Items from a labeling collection
# # # # # # #
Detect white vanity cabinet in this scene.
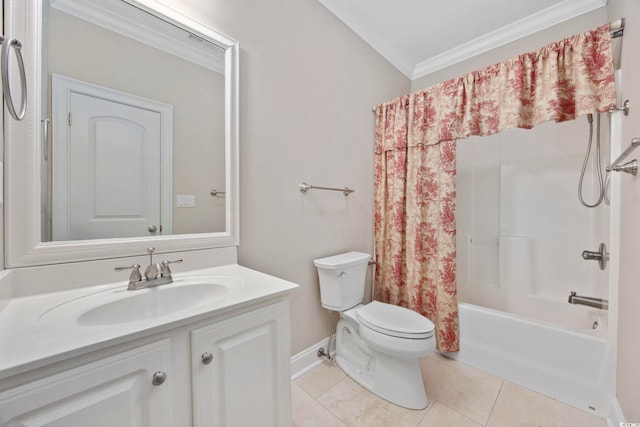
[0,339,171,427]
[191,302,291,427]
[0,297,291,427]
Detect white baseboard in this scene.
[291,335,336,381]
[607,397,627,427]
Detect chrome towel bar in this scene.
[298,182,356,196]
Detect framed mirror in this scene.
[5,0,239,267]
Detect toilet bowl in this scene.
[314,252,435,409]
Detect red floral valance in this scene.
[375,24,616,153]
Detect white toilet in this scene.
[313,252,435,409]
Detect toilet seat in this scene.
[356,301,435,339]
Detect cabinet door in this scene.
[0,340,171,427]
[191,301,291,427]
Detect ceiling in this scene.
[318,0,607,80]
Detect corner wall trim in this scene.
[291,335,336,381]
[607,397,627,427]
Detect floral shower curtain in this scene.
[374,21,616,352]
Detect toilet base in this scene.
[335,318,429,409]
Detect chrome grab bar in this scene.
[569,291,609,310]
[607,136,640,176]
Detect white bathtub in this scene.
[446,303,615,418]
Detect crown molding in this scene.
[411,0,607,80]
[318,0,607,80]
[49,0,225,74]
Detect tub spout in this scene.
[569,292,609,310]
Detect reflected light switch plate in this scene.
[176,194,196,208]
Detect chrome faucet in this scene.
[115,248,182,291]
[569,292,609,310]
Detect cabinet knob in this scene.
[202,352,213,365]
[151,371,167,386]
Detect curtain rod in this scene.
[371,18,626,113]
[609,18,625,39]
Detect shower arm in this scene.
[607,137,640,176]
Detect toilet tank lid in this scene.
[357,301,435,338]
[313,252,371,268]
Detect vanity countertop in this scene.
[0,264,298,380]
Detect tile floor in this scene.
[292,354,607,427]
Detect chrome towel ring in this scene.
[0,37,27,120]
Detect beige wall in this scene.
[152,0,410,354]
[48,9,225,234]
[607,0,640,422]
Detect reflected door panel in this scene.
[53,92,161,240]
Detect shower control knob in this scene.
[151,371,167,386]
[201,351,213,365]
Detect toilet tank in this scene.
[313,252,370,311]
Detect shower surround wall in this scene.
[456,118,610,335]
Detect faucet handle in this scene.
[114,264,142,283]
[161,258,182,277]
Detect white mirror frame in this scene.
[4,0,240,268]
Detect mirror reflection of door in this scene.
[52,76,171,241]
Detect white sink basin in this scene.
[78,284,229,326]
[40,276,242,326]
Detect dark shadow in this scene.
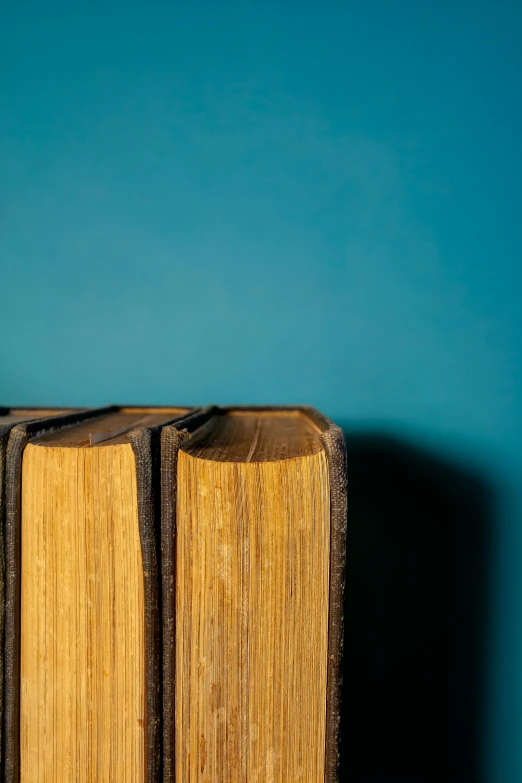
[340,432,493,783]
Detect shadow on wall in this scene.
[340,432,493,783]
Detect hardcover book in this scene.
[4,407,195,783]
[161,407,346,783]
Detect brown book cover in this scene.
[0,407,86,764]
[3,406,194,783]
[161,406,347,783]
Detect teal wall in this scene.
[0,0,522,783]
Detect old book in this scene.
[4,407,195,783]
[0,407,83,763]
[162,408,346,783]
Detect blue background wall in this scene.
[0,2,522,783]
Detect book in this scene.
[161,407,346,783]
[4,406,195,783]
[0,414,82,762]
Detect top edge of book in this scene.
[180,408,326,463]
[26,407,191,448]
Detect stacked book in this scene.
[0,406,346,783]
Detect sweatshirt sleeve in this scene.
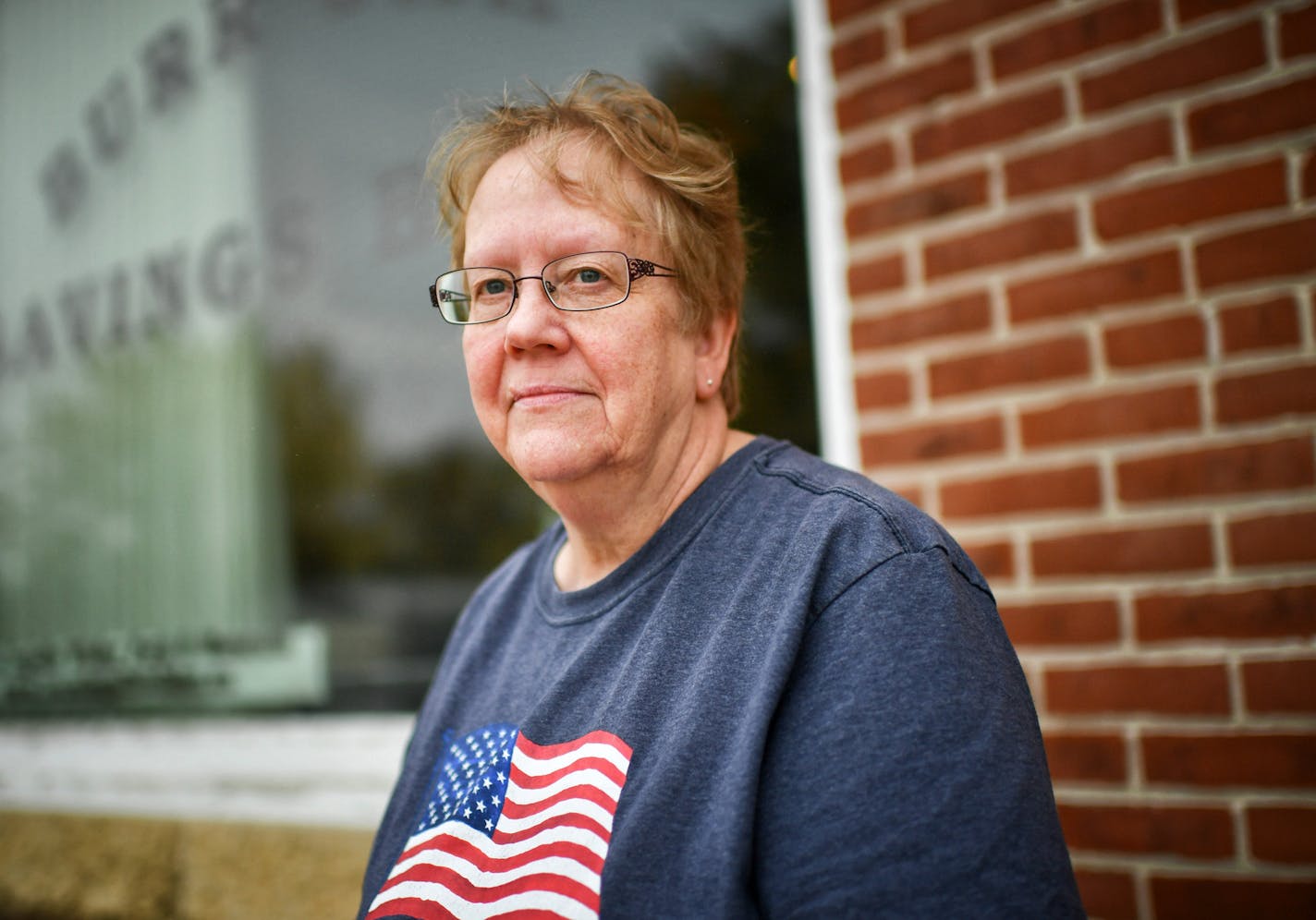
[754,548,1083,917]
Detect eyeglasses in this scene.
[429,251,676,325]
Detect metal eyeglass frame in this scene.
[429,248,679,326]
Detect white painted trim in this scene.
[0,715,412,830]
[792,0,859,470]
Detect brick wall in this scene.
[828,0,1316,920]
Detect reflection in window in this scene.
# # # # # # #
→ Problem to solve: Reproduce all of the items above line for line, leaving out the pictures.

→ Solution to this exercise:
Detect white vanity cabinet in this scene.
[0,339,171,427]
[191,302,291,427]
[0,297,291,427]
Detect white baseboard in this scene.
[291,335,336,381]
[607,397,627,427]
Detect chrome towel bar in this scene.
[298,182,356,196]
Detect framed mirror in this scene.
[5,0,239,267]
Detect toilet bowl in this scene.
[314,252,435,409]
Detect red floral valance in this scene.
[375,24,616,153]
Detect white toilet in this scene.
[313,252,435,409]
Detect toilet seat in this scene.
[356,301,435,339]
Detect cabinet door in this scene.
[0,340,171,427]
[191,301,291,427]
Detect ceiling in this scene.
[318,0,607,80]
Detect corner wall trim in this scene.
[291,335,336,381]
[607,397,627,427]
Detect floral shower curtain in this scene.
[374,21,616,352]
Detect toilet base in this scene.
[335,318,429,409]
Detect chrome grab bar in this scene.
[569,291,609,310]
[607,136,640,176]
Detect white bathtub in this scene.
[446,303,615,418]
Detect crown molding in this scene.
[411,0,607,80]
[318,0,607,80]
[49,0,225,74]
Detect tub spout in this scene.
[569,292,609,310]
Detect reflected light switch plate in this scene.
[176,194,196,208]
Detect chrome faucet in this scene.
[115,248,182,291]
[569,292,609,310]
Detect cabinet knob in this scene.
[202,352,213,365]
[151,371,167,386]
Detect curtain rod in this scene.
[371,18,626,113]
[609,18,625,39]
Detect shower arm in this scene.
[607,137,640,176]
Detect toilet tank lid in this scene.
[357,301,435,338]
[313,252,371,268]
Detect vanity countertop in this scene.
[0,264,298,380]
Detect tile floor in this scene.
[292,354,607,427]
Detect chrome towel ring in this scene.
[0,37,27,120]
Detect beige wall in this scene.
[152,0,410,354]
[48,9,225,234]
[607,0,640,422]
Detect reflected door panel in this scene.
[53,92,161,240]
Detect shower control knob in this scene.
[151,371,167,386]
[201,351,213,365]
Detect toilet tank in this scene.
[313,252,370,311]
Detect shower surround wall in this scene.
[456,118,610,335]
Detect faucet handle in this scene.
[114,264,142,283]
[161,258,182,277]
Detect white mirror frame in this scene.
[4,0,240,268]
Detect mirror reflection of door in this scene.
[52,76,171,241]
Detect white sink basin in this scene.
[78,284,229,326]
[40,276,242,326]
Detect dark shadow in this scene.
[340,432,493,783]
Detect shadow on wall in this scene.
[340,432,493,783]
Detect hardcover book in this scene.
[4,407,195,783]
[161,407,346,783]
Detect brown book cover in this scene.
[0,407,86,764]
[3,406,194,783]
[161,406,347,783]
Detect teal wall in this scene.
[0,0,522,783]
Detect old book in this scene.
[4,407,195,783]
[0,407,83,763]
[162,408,346,783]
Detect blue background wall in this scene.
[0,2,522,783]
Detect book in this scene.
[161,407,346,783]
[4,406,195,783]
[0,414,82,762]
Detect top edge of book in this scene.
[180,408,326,463]
[26,407,191,448]
Detect stacked book in this scene.
[0,406,346,783]
Detect sweatshirt sleeve in this scene.
[754,548,1083,917]
Detect eyeglasses in this scene.
[429,251,676,325]
Detect metal eyeglass frame in this scene.
[429,248,679,326]
Detect white painted trim in this scene.
[0,715,412,830]
[792,0,859,470]
Detect brick wall in this scene.
[828,0,1316,920]
Detect reflection in window in this scene.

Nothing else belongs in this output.